**List of tasks:**
1. List every percentage figure stated in the text on pay-for-performance in healthcare.
2. Write the next part of the text on pay-for-performance in healthcare, picking up after its final sentence.

**Text provided:**
= Beginning of Section =

The healthcare industry started with a theory: If payments to providers are tied to performance, overall quality of care will improve.
It has been a while since my last science class, but from what I remember about the scientific method, the next steps after you've developed a hypothesis are roughly: 1) conduct experiments, and 2) measure the results against your original prediction.
From Medicare's Physician Quality Reporting Initiative and Physician Group Practice Demonstration to a variety of private-payer P4P plans, the idea has been tested plenty of times at this point. So how does it hold up against the initial goals?
Well, that depends on who you ask. There certainly is evidence that physicians and hospitals will change behavior when working under a performance-based system, although some attribute that in part to an "observer effect" (i.e., physicians tend to change behavior when they know they're being measured, regardless of the financial consequences).
But many physicians remain skeptical. There seem to be three major problems with P4P in its current form:
1. Insufficient incentives. CMS boasted last month that 10 groups earned $16.7 million in incentive payments under its P4P demonstration program. However, some have raised concerns that that's not enough to really offset the costs of participating. Even in private-payer P4P programs, incentives rarely exceed 2-3% of a doctor's overall compensation. To really have an impact, that percentage will have to increase.
2. Administrative burdens. Even a small bonus might be considered worthwhile if the P4P programs weren't such an administrative headache. Doctors are frustrated. In an MGMA survey released this week, 63% of PQRI participants reported difficulty capturing and submitting data, and a whopping 93% had difficulty accessing their reports. The entire premise of P4P hinges on data collection and feedback. If that isn't happening efficiently, the program won't work.

= End of Section =

Text-to-region grounding data
= Beginning of Section =

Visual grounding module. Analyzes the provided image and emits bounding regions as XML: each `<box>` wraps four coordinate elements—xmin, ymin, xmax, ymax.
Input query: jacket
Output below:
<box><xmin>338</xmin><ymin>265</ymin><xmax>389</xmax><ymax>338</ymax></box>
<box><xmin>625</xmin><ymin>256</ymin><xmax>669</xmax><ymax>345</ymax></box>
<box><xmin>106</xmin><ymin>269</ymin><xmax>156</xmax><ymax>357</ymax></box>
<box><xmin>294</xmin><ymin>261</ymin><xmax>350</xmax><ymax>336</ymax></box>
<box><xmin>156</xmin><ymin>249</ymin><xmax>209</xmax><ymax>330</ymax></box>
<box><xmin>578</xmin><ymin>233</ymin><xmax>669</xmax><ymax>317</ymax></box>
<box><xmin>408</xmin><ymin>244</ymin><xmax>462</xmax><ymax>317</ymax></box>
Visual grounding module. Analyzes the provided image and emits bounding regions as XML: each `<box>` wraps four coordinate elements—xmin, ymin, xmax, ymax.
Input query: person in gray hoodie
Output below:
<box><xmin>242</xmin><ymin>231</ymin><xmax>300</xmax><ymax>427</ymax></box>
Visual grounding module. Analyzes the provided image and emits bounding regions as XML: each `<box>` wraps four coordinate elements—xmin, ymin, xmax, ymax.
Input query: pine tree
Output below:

= End of Section =

**Response list:**
1. 2-3%, 63%, 93%

2.
Some of these problems are just initial bugs that can be fixed. The American College of Physicians offers an example of a doctor participating in PQRI who was forced to submit a one-cent charge per code so that Medicare's carrier would register the submission, and he then had to go back and manually write off the charges afterward. These administrative hassles—as well as actual costs associated with collecting data—can effectively cancel out bonus payments if they aren't large enough.
3. Unintended consequences. Writing in the New York Times this week, Sandeep Jauhar, MD, argues that "whenever you try to legislate professional behavior, there are bound to be unintended consequences." If you define performance based on whether antibiotics are administered to a pneumonia patient within six hours, will doctors rush their diagnoses or begin overprescribing antibiotics? If physicians are rewarded based on outcomes, will they be tempted to cherry pick patients who can comply with the measures? These are legitimate questions that will only become more important to answer as the size of incentive payments grows.
Most of the criticisms have to do with the execution of the programs rather than their broader goals. There still isn't enough evidence to rule out the original hypothesis—that tying payment to performance can improve quality. So despite all of the flaws, we shouldn't necessarily scrap the entire concept.
But this also isn't the time to roll P4P out to the entire industry. Many believe the PQRI and other demonstration programs are trial balloons for a mandatory federal pay-for-performance system in the near future. Momentum is taking us in that direction, but CMS and other P4P architects should slow down and pay attention to the feedback offered by physicians and address the serious concerns that have been raised.
We need more experiments before jumping to any serious conclusions.